● Anweisung: Bearbeite die Einträge, beginnend mit der Zeile, die „TARGET = green grass pitch“ enthält, und endend mit dem Ende der Einträge. Gib diese Zeilen erneut wieder, ersetze darin „pitch“ durch „field“ und lass alles Übrige unverändert.

● Einträge zur Bearbeitung:

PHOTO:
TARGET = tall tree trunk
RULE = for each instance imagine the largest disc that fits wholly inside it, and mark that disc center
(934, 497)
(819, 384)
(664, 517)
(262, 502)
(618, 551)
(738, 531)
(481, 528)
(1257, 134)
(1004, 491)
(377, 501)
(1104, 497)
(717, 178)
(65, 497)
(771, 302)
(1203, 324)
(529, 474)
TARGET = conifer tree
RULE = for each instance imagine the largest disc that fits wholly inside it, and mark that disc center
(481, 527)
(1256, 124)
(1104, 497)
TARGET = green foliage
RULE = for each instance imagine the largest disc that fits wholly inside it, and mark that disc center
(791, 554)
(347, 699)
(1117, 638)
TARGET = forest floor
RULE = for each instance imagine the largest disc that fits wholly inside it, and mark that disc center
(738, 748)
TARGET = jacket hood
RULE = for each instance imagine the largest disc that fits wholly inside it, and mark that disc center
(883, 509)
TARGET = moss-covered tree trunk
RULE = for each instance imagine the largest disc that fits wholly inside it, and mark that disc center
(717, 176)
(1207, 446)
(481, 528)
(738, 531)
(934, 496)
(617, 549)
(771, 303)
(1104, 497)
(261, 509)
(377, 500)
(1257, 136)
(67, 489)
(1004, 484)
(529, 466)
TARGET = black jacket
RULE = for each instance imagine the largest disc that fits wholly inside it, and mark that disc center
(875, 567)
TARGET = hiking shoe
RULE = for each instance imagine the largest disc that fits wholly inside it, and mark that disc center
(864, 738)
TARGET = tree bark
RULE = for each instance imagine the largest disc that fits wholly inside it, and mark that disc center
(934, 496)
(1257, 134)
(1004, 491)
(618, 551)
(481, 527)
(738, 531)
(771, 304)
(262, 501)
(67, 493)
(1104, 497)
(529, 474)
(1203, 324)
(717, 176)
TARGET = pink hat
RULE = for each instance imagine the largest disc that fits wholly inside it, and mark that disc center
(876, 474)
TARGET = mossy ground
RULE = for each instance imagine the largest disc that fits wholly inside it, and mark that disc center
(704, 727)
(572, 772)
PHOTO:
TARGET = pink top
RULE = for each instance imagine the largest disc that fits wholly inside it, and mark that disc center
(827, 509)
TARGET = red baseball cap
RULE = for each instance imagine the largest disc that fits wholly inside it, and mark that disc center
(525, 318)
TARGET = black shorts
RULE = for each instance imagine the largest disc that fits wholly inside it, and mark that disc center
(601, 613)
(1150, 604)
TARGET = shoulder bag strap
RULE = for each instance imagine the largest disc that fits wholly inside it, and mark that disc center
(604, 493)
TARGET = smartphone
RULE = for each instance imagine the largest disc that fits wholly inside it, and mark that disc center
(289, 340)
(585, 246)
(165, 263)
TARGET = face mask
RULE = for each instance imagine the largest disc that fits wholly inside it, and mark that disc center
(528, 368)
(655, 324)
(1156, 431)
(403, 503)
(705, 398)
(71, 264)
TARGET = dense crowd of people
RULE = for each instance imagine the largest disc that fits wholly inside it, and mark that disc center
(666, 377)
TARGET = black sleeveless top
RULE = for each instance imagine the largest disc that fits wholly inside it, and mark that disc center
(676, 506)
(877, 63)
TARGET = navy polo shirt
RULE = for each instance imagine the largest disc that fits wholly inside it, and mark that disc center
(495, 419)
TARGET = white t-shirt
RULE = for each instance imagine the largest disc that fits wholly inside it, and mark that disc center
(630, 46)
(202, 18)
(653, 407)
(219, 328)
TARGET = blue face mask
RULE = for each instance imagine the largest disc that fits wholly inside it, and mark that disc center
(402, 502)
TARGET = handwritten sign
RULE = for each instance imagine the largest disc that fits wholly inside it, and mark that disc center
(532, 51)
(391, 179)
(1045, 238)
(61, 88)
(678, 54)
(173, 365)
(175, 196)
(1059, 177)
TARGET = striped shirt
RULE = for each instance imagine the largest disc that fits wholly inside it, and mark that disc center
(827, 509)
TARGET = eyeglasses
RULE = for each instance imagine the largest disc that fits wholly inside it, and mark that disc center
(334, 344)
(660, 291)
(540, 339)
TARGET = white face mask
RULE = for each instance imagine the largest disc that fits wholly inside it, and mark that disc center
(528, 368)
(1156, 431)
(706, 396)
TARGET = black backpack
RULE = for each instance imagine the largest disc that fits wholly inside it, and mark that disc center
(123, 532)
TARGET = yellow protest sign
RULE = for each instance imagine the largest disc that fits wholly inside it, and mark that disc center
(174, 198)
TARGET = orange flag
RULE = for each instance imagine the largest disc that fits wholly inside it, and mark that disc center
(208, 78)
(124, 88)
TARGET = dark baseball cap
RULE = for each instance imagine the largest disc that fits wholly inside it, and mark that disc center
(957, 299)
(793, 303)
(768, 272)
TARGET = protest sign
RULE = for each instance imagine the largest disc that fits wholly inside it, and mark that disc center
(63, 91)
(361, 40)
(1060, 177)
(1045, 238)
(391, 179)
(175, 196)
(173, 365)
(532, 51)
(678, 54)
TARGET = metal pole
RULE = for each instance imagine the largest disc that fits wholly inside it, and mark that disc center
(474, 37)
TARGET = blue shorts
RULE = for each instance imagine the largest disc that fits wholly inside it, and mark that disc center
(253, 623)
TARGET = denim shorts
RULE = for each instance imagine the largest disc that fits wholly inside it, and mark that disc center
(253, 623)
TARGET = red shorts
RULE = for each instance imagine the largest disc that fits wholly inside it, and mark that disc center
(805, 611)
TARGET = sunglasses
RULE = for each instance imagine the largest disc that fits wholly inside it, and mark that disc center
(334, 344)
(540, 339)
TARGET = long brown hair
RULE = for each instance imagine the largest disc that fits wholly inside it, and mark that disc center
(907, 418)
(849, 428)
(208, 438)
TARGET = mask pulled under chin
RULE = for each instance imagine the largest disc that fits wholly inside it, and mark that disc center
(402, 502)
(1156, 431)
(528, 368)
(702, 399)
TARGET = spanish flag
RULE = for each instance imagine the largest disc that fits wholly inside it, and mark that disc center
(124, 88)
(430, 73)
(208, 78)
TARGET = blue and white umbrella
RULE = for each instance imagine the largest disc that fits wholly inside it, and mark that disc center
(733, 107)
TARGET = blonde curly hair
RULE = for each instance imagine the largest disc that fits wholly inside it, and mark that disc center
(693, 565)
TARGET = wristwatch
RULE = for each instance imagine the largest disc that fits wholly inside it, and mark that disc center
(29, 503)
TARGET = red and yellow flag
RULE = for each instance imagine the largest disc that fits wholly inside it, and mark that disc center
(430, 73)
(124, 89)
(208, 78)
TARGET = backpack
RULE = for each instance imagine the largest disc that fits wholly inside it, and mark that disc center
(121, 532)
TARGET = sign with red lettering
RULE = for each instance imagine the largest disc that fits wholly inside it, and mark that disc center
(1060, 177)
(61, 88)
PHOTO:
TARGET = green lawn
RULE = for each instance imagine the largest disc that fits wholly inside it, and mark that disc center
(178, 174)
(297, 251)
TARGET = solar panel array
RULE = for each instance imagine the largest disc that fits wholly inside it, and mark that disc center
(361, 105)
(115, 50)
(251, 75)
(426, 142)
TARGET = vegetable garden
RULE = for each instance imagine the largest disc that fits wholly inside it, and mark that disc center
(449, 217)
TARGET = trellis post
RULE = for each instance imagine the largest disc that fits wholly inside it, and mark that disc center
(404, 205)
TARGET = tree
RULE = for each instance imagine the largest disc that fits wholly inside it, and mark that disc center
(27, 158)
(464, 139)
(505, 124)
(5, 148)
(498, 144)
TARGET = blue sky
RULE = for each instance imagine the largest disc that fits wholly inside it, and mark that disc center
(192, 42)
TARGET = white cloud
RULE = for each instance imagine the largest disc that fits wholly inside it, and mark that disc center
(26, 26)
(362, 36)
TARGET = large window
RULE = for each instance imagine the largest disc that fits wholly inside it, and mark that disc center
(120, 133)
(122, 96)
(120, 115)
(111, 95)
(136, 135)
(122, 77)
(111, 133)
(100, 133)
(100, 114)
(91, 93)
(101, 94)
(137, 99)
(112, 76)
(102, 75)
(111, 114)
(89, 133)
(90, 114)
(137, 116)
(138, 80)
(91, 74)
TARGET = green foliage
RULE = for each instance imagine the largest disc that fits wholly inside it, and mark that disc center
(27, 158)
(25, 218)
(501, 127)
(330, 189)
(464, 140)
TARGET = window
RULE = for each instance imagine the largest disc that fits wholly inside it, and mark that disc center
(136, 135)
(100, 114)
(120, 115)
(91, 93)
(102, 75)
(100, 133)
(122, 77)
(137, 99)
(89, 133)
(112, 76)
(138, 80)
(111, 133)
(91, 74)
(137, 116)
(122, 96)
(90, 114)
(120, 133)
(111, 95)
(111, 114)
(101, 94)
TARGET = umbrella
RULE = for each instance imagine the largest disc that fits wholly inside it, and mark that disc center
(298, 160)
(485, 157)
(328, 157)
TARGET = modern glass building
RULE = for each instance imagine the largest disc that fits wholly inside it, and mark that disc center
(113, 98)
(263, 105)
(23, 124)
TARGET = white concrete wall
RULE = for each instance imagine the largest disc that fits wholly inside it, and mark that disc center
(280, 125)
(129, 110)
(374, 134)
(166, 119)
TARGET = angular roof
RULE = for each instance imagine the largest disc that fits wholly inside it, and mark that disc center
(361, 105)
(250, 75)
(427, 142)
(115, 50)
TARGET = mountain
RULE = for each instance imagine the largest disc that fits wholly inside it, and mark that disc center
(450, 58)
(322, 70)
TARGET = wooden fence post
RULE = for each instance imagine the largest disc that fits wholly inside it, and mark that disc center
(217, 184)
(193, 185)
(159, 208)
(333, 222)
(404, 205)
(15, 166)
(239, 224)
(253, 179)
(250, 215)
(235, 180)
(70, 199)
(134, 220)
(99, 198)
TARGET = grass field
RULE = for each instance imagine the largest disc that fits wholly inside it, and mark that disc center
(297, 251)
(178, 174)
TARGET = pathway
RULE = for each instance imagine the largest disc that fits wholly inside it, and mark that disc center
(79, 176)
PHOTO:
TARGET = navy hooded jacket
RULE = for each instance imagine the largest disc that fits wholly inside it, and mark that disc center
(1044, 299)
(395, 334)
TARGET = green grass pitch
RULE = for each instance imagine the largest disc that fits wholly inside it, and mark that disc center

● Gelöste Aufgabe:
TARGET = green grass field
RULE = for each instance imagine the largest disc that fits wholly inside it, and mark that disc center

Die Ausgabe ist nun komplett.